[Material shown Boundary: Start]

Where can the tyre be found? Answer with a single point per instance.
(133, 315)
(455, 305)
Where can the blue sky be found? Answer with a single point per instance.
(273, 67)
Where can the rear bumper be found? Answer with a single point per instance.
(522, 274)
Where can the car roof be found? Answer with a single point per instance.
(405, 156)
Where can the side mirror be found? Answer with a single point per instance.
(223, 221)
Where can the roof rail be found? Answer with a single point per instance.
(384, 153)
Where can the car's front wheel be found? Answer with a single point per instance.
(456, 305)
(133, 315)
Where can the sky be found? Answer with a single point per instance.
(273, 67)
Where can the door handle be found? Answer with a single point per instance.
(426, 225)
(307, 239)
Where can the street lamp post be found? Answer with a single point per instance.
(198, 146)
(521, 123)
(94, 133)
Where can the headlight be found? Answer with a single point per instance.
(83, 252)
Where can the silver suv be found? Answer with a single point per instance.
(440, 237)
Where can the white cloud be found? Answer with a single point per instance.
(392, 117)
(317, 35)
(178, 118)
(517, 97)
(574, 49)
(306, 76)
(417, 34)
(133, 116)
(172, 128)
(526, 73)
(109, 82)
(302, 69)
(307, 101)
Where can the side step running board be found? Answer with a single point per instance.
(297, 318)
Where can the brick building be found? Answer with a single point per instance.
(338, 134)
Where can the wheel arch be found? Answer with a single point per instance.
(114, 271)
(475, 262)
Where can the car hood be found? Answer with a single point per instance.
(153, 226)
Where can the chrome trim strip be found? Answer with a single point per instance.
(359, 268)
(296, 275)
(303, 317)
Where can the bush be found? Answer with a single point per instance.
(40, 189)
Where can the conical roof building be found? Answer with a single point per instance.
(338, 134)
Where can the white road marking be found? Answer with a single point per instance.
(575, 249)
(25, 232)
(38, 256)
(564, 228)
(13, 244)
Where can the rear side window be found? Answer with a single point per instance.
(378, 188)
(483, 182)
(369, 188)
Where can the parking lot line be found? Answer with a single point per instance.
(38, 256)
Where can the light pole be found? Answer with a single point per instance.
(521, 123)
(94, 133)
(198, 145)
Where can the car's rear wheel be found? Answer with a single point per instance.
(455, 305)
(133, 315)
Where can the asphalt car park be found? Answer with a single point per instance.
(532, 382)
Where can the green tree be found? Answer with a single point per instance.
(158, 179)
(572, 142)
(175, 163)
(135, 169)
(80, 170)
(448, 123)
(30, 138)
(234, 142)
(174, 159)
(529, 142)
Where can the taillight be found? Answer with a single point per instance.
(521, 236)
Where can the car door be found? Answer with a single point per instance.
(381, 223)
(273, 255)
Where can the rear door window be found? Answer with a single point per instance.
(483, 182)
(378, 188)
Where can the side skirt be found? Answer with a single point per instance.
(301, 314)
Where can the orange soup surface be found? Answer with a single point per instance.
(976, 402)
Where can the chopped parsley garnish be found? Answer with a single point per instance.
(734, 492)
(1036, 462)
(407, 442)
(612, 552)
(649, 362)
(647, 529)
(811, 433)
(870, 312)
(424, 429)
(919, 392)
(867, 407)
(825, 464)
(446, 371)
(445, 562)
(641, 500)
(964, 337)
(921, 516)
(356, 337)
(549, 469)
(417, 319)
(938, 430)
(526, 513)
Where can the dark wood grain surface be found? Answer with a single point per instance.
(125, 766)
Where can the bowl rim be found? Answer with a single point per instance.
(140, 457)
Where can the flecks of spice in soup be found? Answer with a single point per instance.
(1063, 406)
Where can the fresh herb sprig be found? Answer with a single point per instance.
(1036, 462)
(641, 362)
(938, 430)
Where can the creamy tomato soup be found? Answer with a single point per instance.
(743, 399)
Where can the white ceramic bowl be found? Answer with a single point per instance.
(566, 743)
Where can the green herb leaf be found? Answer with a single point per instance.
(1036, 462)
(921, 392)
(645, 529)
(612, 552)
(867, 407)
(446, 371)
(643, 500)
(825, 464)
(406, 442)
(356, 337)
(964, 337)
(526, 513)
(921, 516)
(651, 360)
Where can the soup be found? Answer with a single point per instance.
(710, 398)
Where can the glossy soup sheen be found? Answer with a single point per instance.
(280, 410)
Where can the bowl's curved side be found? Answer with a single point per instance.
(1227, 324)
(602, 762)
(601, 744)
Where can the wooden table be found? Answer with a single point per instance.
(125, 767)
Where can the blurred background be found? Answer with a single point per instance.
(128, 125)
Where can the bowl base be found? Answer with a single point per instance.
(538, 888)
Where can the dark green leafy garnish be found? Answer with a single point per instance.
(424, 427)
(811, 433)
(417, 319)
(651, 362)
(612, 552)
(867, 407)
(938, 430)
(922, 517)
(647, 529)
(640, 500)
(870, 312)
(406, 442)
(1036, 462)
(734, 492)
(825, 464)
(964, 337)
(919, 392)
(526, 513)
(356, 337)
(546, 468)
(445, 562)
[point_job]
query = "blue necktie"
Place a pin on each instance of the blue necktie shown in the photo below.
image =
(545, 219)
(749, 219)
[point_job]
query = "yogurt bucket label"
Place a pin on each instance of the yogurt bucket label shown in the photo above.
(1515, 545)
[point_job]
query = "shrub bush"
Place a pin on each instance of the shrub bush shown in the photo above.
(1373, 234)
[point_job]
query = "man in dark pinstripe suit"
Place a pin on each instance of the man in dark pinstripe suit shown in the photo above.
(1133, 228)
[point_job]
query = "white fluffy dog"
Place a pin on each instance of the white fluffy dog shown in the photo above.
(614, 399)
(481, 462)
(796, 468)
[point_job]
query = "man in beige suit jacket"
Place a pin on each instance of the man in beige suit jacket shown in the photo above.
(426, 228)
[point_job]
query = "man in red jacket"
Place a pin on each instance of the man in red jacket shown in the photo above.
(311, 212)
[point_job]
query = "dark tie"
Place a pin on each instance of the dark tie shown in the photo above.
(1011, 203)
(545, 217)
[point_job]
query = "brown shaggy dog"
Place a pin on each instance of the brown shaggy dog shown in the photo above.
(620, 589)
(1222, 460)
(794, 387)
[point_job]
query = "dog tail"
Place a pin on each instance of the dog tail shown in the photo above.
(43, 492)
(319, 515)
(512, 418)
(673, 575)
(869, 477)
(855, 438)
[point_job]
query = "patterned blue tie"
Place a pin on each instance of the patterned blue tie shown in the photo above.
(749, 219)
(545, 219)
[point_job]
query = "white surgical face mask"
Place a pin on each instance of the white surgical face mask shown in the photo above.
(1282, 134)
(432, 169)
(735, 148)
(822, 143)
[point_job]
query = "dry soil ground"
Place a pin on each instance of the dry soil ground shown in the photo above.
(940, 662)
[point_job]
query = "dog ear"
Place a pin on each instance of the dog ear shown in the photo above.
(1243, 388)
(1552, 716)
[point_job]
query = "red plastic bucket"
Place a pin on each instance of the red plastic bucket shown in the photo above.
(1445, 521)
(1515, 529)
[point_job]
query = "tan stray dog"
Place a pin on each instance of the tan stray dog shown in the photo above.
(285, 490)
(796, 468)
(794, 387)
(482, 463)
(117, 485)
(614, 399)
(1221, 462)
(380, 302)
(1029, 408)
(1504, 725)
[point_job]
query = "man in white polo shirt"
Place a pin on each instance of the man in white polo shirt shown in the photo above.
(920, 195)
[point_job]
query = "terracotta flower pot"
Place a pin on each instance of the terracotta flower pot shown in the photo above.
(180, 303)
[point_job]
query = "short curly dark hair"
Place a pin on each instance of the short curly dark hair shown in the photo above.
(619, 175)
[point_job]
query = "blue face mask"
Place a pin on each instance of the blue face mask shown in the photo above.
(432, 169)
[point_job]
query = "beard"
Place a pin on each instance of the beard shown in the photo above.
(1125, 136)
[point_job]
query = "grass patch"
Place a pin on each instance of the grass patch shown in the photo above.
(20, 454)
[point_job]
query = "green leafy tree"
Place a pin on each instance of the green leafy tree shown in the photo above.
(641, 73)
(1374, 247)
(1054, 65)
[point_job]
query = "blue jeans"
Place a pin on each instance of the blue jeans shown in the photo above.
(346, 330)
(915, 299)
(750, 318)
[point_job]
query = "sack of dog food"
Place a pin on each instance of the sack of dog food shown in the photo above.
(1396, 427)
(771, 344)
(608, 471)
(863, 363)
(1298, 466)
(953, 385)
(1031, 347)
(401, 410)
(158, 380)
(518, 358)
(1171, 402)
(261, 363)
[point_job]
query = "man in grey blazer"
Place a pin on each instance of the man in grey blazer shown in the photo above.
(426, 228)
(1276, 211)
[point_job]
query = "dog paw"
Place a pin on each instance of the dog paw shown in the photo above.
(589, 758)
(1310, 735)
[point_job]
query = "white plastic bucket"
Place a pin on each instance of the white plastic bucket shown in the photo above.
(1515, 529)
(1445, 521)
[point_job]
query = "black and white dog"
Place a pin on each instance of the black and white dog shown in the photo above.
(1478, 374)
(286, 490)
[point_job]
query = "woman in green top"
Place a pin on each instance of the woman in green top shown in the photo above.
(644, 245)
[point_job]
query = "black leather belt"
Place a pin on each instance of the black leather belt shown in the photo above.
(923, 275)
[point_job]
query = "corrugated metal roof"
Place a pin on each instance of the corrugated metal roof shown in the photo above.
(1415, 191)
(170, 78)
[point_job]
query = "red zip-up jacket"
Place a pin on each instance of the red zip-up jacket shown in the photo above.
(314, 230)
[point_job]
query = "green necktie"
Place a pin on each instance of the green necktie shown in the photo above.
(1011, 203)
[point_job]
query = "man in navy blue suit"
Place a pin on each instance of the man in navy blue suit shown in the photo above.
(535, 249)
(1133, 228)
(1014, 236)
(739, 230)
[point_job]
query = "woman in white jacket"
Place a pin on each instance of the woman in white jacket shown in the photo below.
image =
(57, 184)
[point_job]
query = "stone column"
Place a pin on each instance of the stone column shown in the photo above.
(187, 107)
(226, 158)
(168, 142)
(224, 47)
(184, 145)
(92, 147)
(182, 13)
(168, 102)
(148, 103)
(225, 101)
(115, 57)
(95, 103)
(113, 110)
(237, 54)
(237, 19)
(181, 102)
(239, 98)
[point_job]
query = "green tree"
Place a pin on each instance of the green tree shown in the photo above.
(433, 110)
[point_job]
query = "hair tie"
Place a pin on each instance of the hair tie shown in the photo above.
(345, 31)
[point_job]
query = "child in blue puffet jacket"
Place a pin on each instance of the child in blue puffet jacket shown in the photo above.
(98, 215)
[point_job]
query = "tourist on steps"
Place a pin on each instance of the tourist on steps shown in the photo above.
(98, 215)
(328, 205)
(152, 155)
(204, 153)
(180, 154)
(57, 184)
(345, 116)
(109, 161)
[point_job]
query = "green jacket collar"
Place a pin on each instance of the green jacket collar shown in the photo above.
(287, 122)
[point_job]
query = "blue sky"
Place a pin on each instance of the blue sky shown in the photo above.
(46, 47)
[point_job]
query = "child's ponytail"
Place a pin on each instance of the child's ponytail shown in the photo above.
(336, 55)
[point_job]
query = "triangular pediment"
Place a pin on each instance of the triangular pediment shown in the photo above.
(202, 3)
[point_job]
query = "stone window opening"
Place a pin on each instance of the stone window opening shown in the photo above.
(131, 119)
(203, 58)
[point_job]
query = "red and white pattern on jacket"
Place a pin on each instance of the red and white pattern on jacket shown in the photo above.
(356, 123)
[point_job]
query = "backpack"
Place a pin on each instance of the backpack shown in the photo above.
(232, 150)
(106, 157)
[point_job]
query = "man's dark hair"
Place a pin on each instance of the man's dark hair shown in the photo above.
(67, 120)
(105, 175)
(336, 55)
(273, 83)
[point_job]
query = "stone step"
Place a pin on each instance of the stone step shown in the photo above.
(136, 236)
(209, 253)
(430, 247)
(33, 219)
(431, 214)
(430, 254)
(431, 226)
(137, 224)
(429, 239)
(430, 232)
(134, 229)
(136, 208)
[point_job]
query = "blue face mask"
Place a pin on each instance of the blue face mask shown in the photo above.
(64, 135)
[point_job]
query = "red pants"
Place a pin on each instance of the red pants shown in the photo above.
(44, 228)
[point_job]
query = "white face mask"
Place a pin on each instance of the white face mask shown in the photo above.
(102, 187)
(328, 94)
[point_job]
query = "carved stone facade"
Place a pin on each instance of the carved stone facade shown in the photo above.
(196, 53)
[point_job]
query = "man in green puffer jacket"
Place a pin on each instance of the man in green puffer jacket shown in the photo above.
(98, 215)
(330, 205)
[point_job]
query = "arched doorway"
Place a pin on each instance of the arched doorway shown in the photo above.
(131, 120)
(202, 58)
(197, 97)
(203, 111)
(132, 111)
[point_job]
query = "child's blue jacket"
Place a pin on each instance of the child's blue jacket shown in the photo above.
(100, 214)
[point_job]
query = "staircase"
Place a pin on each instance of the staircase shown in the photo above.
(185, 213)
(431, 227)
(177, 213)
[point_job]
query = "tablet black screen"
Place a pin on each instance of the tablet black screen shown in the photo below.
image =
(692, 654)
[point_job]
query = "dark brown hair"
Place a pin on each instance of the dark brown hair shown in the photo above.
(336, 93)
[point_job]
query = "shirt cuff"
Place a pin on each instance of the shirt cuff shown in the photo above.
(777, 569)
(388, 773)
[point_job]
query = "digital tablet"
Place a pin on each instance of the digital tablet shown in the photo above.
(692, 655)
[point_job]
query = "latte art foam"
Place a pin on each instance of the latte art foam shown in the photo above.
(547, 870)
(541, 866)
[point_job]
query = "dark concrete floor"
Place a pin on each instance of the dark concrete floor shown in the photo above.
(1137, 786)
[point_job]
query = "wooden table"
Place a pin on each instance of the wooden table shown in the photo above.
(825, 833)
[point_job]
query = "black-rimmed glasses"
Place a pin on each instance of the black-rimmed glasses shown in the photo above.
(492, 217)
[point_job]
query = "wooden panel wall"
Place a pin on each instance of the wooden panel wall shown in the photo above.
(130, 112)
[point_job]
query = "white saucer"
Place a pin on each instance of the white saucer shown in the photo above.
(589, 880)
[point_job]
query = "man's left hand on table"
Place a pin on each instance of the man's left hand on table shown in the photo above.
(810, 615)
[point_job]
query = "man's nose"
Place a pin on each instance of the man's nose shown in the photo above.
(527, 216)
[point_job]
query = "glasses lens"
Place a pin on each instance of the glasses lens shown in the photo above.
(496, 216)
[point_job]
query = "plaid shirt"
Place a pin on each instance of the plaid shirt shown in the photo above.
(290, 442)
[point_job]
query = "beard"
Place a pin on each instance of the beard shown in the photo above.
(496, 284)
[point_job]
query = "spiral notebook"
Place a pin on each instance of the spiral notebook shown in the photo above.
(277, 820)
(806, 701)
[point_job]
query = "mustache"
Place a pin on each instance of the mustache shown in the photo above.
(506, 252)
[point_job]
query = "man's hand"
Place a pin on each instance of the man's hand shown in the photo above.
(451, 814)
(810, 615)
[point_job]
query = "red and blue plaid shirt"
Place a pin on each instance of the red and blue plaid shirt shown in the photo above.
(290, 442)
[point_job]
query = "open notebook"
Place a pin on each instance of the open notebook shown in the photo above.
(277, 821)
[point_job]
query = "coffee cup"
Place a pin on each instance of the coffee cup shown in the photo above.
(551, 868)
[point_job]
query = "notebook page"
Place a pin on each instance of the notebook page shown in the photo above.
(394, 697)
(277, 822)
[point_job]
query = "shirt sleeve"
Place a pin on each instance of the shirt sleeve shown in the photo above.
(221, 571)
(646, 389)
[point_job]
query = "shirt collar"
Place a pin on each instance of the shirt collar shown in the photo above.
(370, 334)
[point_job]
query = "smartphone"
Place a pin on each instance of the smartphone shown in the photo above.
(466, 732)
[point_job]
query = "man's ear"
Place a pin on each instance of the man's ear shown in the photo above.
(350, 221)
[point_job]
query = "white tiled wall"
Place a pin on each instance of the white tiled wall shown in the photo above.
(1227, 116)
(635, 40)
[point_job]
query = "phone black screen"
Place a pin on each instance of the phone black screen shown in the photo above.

[Material shown Boundary: End]

▶ [What needs to be done] Whenever a line above has the word "below" in it, copy that line.

▶ [Answer box]
Place a pin on each instance of the blue necktie shown in the photo below.
Place a pin on each instance of the woman in white jacket shown in the photo below.
Place a pin on each instance of the tablet black screen shown in the photo below.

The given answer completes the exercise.